● To do: In the article about the Supreme Court leak investigation, whom did Chief Justice John Roberts direct to investigate the disclosure?

── Passage provided

An investigation into the leak of a bombshell Supreme Court ruling overturning the federal right to abortion — weeks before it was officially released — failed to identify the culprit, the court said Thursday.
The inconclusive end to the probe was another embarrassment for the Supreme Court, which called the leak “one of the worst betrayals of trust in its history” and “a grave assault on the judicial process.”
Investigators interviewed nearly 100 court employees in the probe, 82 of whom had access to electronic or hard copies of the draft majority opinion by conservative Justice Samuel Alito.
But neither Alito nor the court’s other eight justices were eyed in the investigation, according to an official report.
Politico on May 2 reported that it had obtained a leaked copy of an opinion indicating that the Supreme Court was poised to overturn its five-decade-old ruling in the case known as Roe v. Wade, which found there was a constitutional right to abortion. That draft first circulated among the court’s justices and their clerks on Feb. 10.
On the heels of the leak, Chief Justice John Roberts directed Gail Curley, the marshal of the Supreme Court, to investigate the disclosure.
In June, the Supreme Court in a majority opinion penned by Alito said there was no federal right to abortion — just as the leak had indicated.
The opinion came in a case known as Dobbs v. Jackson Women’s Health Organization, which challenged Mississippi’s restrictive abortion law.
The Supreme Court, as it released Curley’s report on the probe Thursday, said, “In following up on all available leads … the Marshal’s team performed additional forensic analysis and conducted multiple follow-up interviews of certain employees.”
“But the team has to date been unable to identify a person responsible by a preponderance of the evidence,” the court said.
Curley’s 20-page report suggests that the leaker almost certainly was a member of the court staff.
She noted that “the investigation has determined that it is highly unlikely that the Court’s information technology (IT) systems were improperly accessed by a person outside the court.”

────
── Given records

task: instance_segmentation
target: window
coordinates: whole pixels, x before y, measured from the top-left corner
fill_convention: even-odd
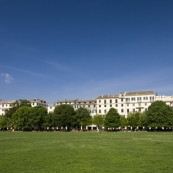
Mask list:
[[[130,98],[126,98],[126,102],[130,102]]]
[[[132,98],[131,98],[131,101],[135,101],[135,100],[136,100],[135,97],[132,97]]]
[[[141,97],[137,97],[137,100],[140,101],[141,100]]]
[[[143,100],[148,100],[148,97],[143,97]]]
[[[154,97],[150,97],[150,101],[154,101]]]

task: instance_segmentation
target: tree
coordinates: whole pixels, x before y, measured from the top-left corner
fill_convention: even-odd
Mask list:
[[[148,127],[173,127],[173,109],[163,101],[153,102],[147,111]]]
[[[129,125],[133,129],[136,129],[139,126],[139,117],[140,117],[140,113],[139,112],[133,112],[133,113],[130,113],[128,115],[127,120],[129,122]]]
[[[75,115],[75,125],[77,127],[82,126],[85,128],[88,125],[92,124],[92,117],[86,108],[79,108],[76,110],[76,115]]]
[[[5,116],[7,118],[12,118],[13,113],[17,111],[22,106],[28,106],[31,107],[31,103],[28,100],[16,100],[14,103],[12,103],[12,108],[5,111]]]
[[[147,127],[146,111],[139,114],[139,127]]]
[[[31,107],[22,106],[12,115],[14,128],[28,129],[32,125]]]
[[[56,119],[55,119],[55,114],[53,112],[50,112],[45,116],[44,118],[44,127],[56,127]]]
[[[120,116],[120,126],[121,128],[127,127],[129,122],[125,116]]]
[[[54,110],[56,126],[67,127],[68,130],[74,125],[75,111],[71,105],[59,105]]]
[[[10,125],[10,120],[6,116],[0,116],[0,128],[6,129]]]
[[[103,126],[104,124],[104,117],[103,115],[95,115],[93,117],[93,124],[95,124],[99,129],[101,128],[101,126]]]
[[[106,128],[114,128],[114,129],[120,126],[120,115],[116,111],[116,109],[114,108],[109,109],[108,113],[106,114],[104,125]]]
[[[42,106],[36,106],[31,109],[31,125],[35,128],[41,128],[43,126],[45,117],[47,115],[47,109]]]

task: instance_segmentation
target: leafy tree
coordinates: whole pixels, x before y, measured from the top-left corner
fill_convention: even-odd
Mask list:
[[[55,119],[55,114],[53,112],[50,112],[45,116],[44,118],[44,127],[56,127],[58,122]]]
[[[76,110],[75,125],[85,128],[87,125],[92,124],[92,117],[86,108],[79,108]]]
[[[120,126],[121,128],[127,127],[129,122],[125,116],[120,116]]]
[[[14,103],[12,103],[12,108],[6,110],[5,116],[7,118],[12,118],[13,113],[17,111],[22,106],[28,106],[31,107],[31,103],[28,100],[16,100]]]
[[[147,114],[142,112],[139,114],[139,127],[147,127]]]
[[[173,127],[173,109],[163,101],[153,102],[147,111],[148,127]]]
[[[41,128],[43,126],[47,109],[42,106],[36,106],[31,109],[31,124],[33,127]]]
[[[68,130],[74,125],[75,111],[71,105],[59,105],[54,110],[56,126],[67,127]]]
[[[0,128],[6,129],[9,126],[9,121],[6,116],[0,116]]]
[[[133,112],[130,113],[127,117],[127,120],[129,122],[129,125],[135,129],[139,126],[139,117],[140,117],[140,113],[139,112]]]
[[[104,125],[106,128],[117,128],[120,126],[120,115],[116,109],[111,108],[109,110],[106,114]]]
[[[103,115],[95,115],[93,117],[93,124],[95,124],[99,129],[101,128],[101,126],[103,126],[104,124],[104,117]]]
[[[32,125],[31,107],[22,106],[12,115],[14,128],[28,129]]]

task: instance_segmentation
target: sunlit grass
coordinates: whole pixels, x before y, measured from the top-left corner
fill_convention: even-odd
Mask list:
[[[173,133],[0,132],[0,172],[172,172]]]

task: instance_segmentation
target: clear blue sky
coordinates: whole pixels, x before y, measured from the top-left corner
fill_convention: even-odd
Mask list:
[[[0,0],[0,99],[173,95],[172,0]]]

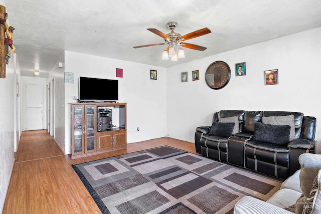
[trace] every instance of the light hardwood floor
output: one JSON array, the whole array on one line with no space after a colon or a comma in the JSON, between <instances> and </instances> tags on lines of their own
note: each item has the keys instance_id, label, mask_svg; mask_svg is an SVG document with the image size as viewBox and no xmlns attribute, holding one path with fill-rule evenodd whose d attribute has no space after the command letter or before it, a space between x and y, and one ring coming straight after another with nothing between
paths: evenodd
<instances>
[{"instance_id":1,"label":"light hardwood floor","mask_svg":"<svg viewBox=\"0 0 321 214\"><path fill-rule=\"evenodd\" d=\"M165 145L196 153L193 143L163 137L72 160L47 130L23 132L3 213L100 213L71 164Z\"/></svg>"}]
</instances>

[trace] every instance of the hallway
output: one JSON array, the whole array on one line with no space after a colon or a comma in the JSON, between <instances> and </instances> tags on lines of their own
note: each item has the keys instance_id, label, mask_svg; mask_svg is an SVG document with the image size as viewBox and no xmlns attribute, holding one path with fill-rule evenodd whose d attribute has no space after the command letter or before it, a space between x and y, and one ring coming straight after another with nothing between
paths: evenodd
<instances>
[{"instance_id":1,"label":"hallway","mask_svg":"<svg viewBox=\"0 0 321 214\"><path fill-rule=\"evenodd\" d=\"M21 135L15 163L64 155L48 130L27 131Z\"/></svg>"},{"instance_id":2,"label":"hallway","mask_svg":"<svg viewBox=\"0 0 321 214\"><path fill-rule=\"evenodd\" d=\"M71 160L47 130L23 132L3 213L100 213L71 165L165 145L195 153L193 143L163 137Z\"/></svg>"}]
</instances>

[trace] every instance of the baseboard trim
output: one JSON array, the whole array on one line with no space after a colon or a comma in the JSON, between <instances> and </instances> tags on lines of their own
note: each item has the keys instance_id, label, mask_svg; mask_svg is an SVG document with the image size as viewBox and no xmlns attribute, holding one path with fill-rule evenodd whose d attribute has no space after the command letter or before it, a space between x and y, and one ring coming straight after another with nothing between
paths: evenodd
<instances>
[{"instance_id":1,"label":"baseboard trim","mask_svg":"<svg viewBox=\"0 0 321 214\"><path fill-rule=\"evenodd\" d=\"M14 167L15 166L15 164L16 162L16 158L14 157L14 162L12 164L12 167L11 168L11 173L10 173L10 176L9 177L9 180L8 180L8 182L7 184L7 188L6 188L6 190L5 191L5 197L4 198L4 200L2 201L1 206L0 207L0 210L2 213L4 210L4 207L5 206L5 201L6 201L6 198L7 198L7 193L8 192L8 189L9 189L9 185L10 185L10 180L11 180L11 176L12 176L12 172L14 171Z\"/></svg>"},{"instance_id":2,"label":"baseboard trim","mask_svg":"<svg viewBox=\"0 0 321 214\"><path fill-rule=\"evenodd\" d=\"M59 145L59 144L58 143L58 142L57 142L57 141L56 140L56 139L55 139L53 137L52 138L52 139L53 139L54 141L55 141L55 142L56 143L56 144L57 144L57 146L58 146L58 147L59 147L59 148L60 149L60 150L64 153L64 154L66 154L65 152L65 149L63 149L62 148L61 148L61 146L60 146L60 145Z\"/></svg>"}]
</instances>

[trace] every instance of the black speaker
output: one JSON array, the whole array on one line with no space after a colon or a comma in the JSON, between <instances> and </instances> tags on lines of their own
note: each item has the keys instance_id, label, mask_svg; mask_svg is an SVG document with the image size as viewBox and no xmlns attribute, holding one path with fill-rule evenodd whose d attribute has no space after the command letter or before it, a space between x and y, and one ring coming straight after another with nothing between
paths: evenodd
<instances>
[{"instance_id":1,"label":"black speaker","mask_svg":"<svg viewBox=\"0 0 321 214\"><path fill-rule=\"evenodd\" d=\"M110 109L97 109L97 131L112 129L112 110Z\"/></svg>"}]
</instances>

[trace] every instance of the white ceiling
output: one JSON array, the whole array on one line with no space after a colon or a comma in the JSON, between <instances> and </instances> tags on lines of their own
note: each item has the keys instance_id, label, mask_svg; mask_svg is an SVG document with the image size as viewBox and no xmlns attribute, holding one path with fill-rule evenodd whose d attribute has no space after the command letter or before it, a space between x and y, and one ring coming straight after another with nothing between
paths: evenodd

────

● Task solution: Gail Curley, the marshal of the Supreme Court.